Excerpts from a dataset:
════

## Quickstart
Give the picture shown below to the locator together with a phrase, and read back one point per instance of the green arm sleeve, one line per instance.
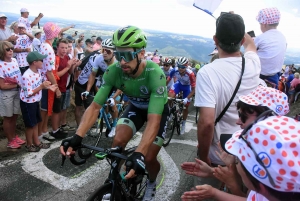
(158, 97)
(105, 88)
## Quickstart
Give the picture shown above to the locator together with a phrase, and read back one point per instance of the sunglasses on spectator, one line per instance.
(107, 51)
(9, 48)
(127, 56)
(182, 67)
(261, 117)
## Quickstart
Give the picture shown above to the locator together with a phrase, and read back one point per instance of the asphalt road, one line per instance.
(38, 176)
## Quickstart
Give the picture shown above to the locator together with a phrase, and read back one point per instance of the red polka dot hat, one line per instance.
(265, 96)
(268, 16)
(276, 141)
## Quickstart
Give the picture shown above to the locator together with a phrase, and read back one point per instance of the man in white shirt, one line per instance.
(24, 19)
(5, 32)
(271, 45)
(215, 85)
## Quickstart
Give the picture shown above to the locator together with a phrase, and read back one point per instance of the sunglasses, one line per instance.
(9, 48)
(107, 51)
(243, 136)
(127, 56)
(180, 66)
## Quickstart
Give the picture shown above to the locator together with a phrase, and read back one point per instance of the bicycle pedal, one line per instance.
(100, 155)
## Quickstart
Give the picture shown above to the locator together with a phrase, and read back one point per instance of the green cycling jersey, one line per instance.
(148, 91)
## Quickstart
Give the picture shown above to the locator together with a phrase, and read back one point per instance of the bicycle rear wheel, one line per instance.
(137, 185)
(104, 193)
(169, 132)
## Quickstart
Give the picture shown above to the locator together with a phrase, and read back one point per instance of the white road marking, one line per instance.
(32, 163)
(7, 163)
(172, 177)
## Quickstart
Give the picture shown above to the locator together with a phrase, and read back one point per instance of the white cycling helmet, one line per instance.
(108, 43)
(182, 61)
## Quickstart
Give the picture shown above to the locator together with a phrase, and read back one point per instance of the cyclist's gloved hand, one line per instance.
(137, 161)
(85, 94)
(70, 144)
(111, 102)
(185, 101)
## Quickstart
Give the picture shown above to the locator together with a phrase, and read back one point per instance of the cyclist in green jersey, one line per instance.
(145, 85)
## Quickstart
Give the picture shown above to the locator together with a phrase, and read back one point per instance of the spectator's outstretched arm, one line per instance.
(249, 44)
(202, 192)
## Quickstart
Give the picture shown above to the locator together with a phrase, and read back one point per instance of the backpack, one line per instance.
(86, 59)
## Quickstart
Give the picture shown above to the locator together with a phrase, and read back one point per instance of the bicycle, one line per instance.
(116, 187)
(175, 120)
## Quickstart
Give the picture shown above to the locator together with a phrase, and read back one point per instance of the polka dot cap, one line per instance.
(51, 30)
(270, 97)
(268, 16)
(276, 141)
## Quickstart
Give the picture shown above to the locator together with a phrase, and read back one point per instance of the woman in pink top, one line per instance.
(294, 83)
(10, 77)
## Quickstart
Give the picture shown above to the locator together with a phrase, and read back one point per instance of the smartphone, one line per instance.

════

▶ [Your task] Every line above has to be output exactly; the pictures must be dropped.

▶ [Answer area]
## Quickstart
Give the picture shown below to the locator together with a phrase, and read back one point per instance of the green arm sleeve, one line per instance.
(158, 97)
(105, 88)
## Quickstart
Give the picture shown above to the locator together with a phrase, and read back one point per instance of the sunglasses on spectator, one line per instance.
(107, 51)
(9, 48)
(127, 56)
(182, 67)
(261, 117)
## Quickstart
Give the picture shown above to the locator together with a phrase, and read back one point per instance of the asphalt road, one line per instance.
(38, 176)
## Quickstart
Give the picture shown above to the locator together with a phrase, and read back one point per instance of the red polka dot hat, one line per instance.
(265, 96)
(268, 16)
(276, 141)
## Quickstart
Give the picture shown above to the locator together with a phrase, and read back one point per instance of the man in white shirt, one line per instance.
(24, 19)
(5, 32)
(271, 45)
(215, 85)
## Quickstart
Give the picture shown above to the locator together with a phrase, and read back one point per instance of the sunglasses, one line per instance.
(9, 48)
(107, 51)
(243, 136)
(127, 56)
(180, 66)
## Quickstart
Give the picture shown above to the locator together with a phrase, and read back one point per instance of the bicycle pedal, one line per instance.
(100, 155)
## Quickstart
Give the picture shown above to the locator together with a phrase, and read back one point per instance of the green cycling jersey, one line per instance.
(148, 91)
## Quickstart
Give the picture shown above to the locator together with a phrase, and read back one point per instance of the bicycle rear wheel, one line per instance.
(137, 185)
(104, 193)
(169, 132)
## Quickstart
Give the picture shown above to the locator together with a phrase, and read back one point per instance of the white road marking, one line per instance.
(32, 163)
(7, 163)
(172, 177)
## Quickstart
Give the picture shown above to the locator together with a phrase, and read back one point per instance of the white cycling helmet, one line per instance.
(108, 43)
(182, 61)
## Quickstart
Give the picture shown above to the locator together with a phrase, and read back one point per instance of the cyclist's gloved hand, one line per instance.
(137, 161)
(85, 94)
(70, 144)
(111, 102)
(185, 101)
## Quickstart
Give the picture shown above to the locator together with a phrase, and read back one point per instance of the cyclist in green jersey, one line per instance.
(145, 85)
## Quickstart
Give the picture shown above to the locator together with a phrase, and read back one point per instance of the spectator's outstretched arm, one line per instance.
(249, 44)
(202, 192)
## Quickstart
Give the picture shown above to the locator together with a phrase, and read back one point per instance of the backpack, one line per instance.
(86, 59)
## Quickstart
Give the picture shown above to the locator together with a phrase, and read back one point per instance of the bicycle, one line per instance.
(116, 187)
(175, 120)
## Quickstart
Give the picture shown above to the locator together with a phrase, and read back one point per instance of the polka dot cap, one line per instance.
(51, 30)
(270, 97)
(268, 16)
(276, 141)
## Quickstart
Give the picture shown above to the locator together with a phrase, and read back one point per instance of the woman in pink top, one line per instance.
(294, 83)
(10, 77)
## Quickstart
Give the picture shown above to the locator together with a phrase, and read back one point per instance of the smartphone, one line per instance.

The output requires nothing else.